- _Verilen Görev a_:
Karagümrükspor tarihini anlatan metinde "TARAFTARIN GÜCÜ" ifadesiyle başlayıp "Kocamustafapaşa’yla yaptığı şampiyonluk karşılaşmasıdır." ifadesiyle biten bölümü, hiçbir değişiklik yapmadan yazınız.

- _Metin_:
········

Takım yıllar içinde başarılarıyla Türkiye’de büyük ses getirir.  Anadolu’da ardı ardına şehir takımları kurulurken, bunlardan biri olan Yozgatspor, Karagümrükspor’dan esinlenerek kırmızı siyah renkleri seçer.

BEŞİKTAŞ’IN KARAGÜMRÜKLÜ BABA HAKKI’SI

Beşiktaş tarihini değiştiren ve Beşiktaşlıların “Duruş” olarak adlandırdığı değer abidesi Baba Hakkı (Hakkı Yeten) efsanesi Karagümrük’ten doğar. Baba Hakkı Türk futbol tarihine “Beşiktaş Efsanesi” olarak geçmiş olsa da, sahadaki duruşu, adaleti, saygı ve sevgisi, Beşiktaşlı olsun olmasın herkesin övgüyle andığı o güçlü karakteri Karagümrük’ten alır. Halihazırda Karagümrükspor tarihinin en çok gol atan futbolcularından ve en büyük efsanelerinden biridir Baba Hakkı.

ÇEKİRDEKTEN YETİŞENLER

İbrahim Tenekeci bir yazısında, “İnsan, doğup büyüdüğü ve yaşadığı yerin ünsiyetini alır” diyordu.

O “ünsiyet” Karagümrükspor’da önce Baba Hakkı’da vücut bulur, ardından yeni başarılarla tüm Türk futboluna mal olur.

Türk sporunda iz bırakan daha pek çok ismin yolu Karagümrükspor’dan geçer. Rıza Erseven, Musa Sezer, Necdet Gezen, Mustafa Çakar, “Rüzgarın oğulları” Aydın Yelken ve Tarık Kutver’i bünyesinden çıkarırken, Galatasaray’ın efsanelerinden Kadri Aytaç’a da bir dönem kadrosunda yer verir.

Karagümrükspor, bu büyük isimlerin yanı sıra yakın dönem tarihinin efsane alt yapı hocalarından Osman Odman döneminde Abdülkerim Durmaz’ı, Oktay Derelioğlu’nu, Serdar Topraktepe’yi, Taner Alpak’ı Türk futboluna kazandırır.

TARAFTARIN GÜCÜ

Türk futbolunda asırlık çınarı Karagümrükspor, tarihi boyunca savaşçı ruhunu hiçbir zaman kaybetmedi, zor günlerde inançla mücadele etti.

O günlerin naçizane canlı tanıklarından biri olarak, takımın unutamadığım maçlarından biri, 1999- 2000 sezonunda amatör kümede oynarken rakibi Kocamustafapaşa’yla yaptığı şampiyonluk karşılaşmasıdır.

········

- _Kayıtlar_:

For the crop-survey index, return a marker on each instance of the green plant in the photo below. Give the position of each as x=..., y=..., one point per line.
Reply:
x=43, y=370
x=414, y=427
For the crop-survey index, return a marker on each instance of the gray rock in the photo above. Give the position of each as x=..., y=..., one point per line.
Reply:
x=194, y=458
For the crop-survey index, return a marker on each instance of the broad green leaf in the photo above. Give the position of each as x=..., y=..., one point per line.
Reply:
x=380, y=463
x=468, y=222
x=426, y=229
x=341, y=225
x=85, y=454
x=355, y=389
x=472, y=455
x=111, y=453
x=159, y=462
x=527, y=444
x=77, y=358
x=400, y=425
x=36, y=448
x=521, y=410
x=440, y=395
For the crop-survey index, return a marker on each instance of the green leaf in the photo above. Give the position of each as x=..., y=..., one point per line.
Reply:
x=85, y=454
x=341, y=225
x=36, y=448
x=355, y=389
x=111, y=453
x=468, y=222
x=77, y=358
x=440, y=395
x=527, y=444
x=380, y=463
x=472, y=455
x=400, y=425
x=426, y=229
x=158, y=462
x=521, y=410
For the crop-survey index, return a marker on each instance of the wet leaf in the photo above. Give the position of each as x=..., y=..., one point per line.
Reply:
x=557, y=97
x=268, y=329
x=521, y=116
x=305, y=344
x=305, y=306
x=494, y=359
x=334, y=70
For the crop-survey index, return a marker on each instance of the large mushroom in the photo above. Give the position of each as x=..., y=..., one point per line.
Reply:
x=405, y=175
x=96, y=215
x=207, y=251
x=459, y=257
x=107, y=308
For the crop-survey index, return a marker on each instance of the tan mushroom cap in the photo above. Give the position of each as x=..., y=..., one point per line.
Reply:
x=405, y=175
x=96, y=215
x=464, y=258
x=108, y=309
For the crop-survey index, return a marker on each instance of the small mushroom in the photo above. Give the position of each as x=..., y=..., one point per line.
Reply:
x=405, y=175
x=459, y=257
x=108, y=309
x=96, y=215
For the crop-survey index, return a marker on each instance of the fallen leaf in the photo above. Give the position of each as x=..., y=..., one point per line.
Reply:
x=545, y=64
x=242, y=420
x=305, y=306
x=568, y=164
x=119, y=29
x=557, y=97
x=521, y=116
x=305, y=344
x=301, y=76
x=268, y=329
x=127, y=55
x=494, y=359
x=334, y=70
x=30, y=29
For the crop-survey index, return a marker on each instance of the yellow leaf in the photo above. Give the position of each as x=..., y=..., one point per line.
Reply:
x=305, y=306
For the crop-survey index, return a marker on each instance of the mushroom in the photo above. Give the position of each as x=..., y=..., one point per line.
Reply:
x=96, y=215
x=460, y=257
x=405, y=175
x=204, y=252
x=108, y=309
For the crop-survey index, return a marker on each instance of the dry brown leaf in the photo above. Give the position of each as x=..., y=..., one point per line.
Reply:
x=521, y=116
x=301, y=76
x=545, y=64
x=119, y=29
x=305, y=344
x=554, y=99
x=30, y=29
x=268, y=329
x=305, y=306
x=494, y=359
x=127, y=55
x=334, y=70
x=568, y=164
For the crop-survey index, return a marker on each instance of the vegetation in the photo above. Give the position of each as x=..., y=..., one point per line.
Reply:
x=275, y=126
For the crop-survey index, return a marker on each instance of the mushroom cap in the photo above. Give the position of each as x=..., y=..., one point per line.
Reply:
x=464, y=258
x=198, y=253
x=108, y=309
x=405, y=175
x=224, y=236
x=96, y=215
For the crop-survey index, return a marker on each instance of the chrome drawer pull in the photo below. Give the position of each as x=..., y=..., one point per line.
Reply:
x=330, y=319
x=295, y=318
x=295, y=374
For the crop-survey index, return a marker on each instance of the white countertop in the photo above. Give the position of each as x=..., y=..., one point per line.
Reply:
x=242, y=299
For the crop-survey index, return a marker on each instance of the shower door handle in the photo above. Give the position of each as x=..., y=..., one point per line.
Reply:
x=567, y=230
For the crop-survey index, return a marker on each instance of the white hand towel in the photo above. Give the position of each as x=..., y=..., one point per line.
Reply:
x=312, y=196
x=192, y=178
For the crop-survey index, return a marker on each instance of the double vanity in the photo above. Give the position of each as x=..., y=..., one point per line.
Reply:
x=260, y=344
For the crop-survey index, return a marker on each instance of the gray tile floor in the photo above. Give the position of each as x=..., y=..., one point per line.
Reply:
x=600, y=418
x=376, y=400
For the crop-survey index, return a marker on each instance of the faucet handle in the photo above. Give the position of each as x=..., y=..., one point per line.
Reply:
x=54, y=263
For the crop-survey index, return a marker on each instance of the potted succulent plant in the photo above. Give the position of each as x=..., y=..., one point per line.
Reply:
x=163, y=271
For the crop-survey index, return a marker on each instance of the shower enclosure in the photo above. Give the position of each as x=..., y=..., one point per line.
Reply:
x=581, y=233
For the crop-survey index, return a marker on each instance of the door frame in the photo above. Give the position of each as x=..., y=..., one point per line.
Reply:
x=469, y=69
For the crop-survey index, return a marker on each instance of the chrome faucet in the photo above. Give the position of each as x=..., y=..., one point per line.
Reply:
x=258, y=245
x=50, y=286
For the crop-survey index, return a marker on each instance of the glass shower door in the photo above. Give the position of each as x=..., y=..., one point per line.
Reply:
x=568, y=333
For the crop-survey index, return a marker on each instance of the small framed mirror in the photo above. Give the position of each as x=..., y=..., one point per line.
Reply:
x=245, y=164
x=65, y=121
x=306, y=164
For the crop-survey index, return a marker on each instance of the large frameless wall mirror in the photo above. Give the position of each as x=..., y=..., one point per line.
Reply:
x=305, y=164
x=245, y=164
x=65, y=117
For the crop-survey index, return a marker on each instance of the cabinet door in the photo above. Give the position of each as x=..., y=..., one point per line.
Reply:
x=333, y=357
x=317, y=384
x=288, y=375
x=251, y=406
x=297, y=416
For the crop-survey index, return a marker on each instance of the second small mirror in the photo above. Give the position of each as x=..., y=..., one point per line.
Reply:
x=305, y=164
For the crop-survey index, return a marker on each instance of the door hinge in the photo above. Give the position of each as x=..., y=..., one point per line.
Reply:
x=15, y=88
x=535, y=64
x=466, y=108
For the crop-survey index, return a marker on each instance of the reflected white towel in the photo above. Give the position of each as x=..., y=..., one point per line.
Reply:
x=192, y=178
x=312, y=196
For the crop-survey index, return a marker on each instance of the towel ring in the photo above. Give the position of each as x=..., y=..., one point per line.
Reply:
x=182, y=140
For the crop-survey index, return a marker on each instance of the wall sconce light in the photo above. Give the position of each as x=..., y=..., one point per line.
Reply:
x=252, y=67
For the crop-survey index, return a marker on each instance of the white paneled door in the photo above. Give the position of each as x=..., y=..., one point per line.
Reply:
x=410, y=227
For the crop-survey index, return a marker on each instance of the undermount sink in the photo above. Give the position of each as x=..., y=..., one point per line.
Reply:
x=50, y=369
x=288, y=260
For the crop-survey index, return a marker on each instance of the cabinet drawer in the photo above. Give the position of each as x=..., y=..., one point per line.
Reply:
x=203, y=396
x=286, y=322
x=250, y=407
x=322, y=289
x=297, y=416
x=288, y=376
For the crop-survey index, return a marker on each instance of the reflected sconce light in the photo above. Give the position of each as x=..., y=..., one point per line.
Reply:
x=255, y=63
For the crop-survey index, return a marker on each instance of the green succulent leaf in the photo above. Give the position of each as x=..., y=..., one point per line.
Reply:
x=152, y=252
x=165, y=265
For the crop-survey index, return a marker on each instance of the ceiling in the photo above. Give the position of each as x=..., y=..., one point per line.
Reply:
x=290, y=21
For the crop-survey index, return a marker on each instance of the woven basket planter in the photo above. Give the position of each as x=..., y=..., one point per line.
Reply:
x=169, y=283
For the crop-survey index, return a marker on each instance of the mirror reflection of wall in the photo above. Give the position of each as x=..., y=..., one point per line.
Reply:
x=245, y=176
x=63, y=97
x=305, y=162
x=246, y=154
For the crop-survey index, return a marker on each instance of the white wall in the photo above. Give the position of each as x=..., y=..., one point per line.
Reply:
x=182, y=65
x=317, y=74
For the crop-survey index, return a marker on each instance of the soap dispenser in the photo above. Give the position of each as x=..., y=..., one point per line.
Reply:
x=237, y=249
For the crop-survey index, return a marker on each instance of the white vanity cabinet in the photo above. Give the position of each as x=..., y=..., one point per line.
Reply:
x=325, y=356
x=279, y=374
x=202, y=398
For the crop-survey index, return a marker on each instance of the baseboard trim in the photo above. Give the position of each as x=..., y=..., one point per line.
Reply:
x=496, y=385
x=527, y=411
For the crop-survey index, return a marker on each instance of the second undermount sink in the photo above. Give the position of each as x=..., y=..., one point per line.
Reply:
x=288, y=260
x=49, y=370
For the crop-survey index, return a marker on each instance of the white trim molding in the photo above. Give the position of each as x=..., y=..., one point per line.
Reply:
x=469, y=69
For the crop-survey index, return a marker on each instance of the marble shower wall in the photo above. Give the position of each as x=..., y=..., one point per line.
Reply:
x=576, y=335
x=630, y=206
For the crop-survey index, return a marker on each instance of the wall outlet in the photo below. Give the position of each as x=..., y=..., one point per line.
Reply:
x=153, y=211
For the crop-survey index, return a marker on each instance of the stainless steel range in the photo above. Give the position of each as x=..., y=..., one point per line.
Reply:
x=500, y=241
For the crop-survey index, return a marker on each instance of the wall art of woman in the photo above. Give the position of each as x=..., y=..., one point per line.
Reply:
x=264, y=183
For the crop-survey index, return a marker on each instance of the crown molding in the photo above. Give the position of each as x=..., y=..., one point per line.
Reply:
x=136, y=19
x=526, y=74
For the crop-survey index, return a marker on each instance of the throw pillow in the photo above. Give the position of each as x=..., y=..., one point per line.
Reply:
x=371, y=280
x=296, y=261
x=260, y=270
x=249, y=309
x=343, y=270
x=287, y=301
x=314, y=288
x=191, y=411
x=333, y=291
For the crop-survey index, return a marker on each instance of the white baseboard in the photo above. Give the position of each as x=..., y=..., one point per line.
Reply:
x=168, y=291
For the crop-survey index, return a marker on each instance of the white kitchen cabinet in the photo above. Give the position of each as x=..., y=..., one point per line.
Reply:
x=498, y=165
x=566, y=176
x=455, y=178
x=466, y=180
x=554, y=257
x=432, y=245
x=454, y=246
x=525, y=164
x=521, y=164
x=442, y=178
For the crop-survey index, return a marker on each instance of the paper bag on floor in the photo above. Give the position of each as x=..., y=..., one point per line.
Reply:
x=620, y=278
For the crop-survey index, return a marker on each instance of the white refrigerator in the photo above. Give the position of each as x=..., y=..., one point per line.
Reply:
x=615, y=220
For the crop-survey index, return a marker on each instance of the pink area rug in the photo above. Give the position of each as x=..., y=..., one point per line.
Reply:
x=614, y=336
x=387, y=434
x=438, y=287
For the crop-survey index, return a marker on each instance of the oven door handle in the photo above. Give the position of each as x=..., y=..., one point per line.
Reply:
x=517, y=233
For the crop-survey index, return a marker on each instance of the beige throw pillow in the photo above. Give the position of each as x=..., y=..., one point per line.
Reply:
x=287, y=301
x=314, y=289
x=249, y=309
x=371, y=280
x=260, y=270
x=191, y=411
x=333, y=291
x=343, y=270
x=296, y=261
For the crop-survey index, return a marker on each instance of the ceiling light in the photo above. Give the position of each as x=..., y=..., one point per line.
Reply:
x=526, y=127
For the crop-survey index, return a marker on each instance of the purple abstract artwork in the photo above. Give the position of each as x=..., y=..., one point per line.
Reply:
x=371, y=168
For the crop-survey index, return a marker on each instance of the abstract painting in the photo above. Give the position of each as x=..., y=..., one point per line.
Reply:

········

- _Verilen Görev b_:
Kayıtların başından "x=194, y=458" ifadesinin geçtiği satıra kadar (bu satır dâhil) olan bölümdeki "crop-survey index" ifadesini "field plant catalog" ile değiştiriniz. Diğer her şeyi olduğu gibi bırakarak yalnızca bu satırları yeniden veriniz.

- _Yanıt a_:
TARAFTARIN GÜCÜ

Türk futbolunda asırlık çınarı Karagümrükspor, tarihi boyunca savaşçı ruhunu hiçbir zaman kaybetmedi, zor günlerde inançla mücadele etti.

O günlerin naçizane canlı tanıklarından biri olarak, takımın unutamadığım maçlarından biri, 1999- 2000 sezonunda amatör kümede oynarken rakibi Kocamustafapaşa’yla yaptığı şampiyonluk karşılaşmasıdır.

- _Yanıt b_:
For the field plant catalog, return a marker on each instance of the green plant in the photo below. Give the position of each as x=..., y=..., one point per line.
Reply:
x=43, y=370
x=414, y=427
For the field plant catalog, return a marker on each instance of the gray rock in the photo above. Give the position of each as x=..., y=..., one point per line.
Reply:
x=194, y=458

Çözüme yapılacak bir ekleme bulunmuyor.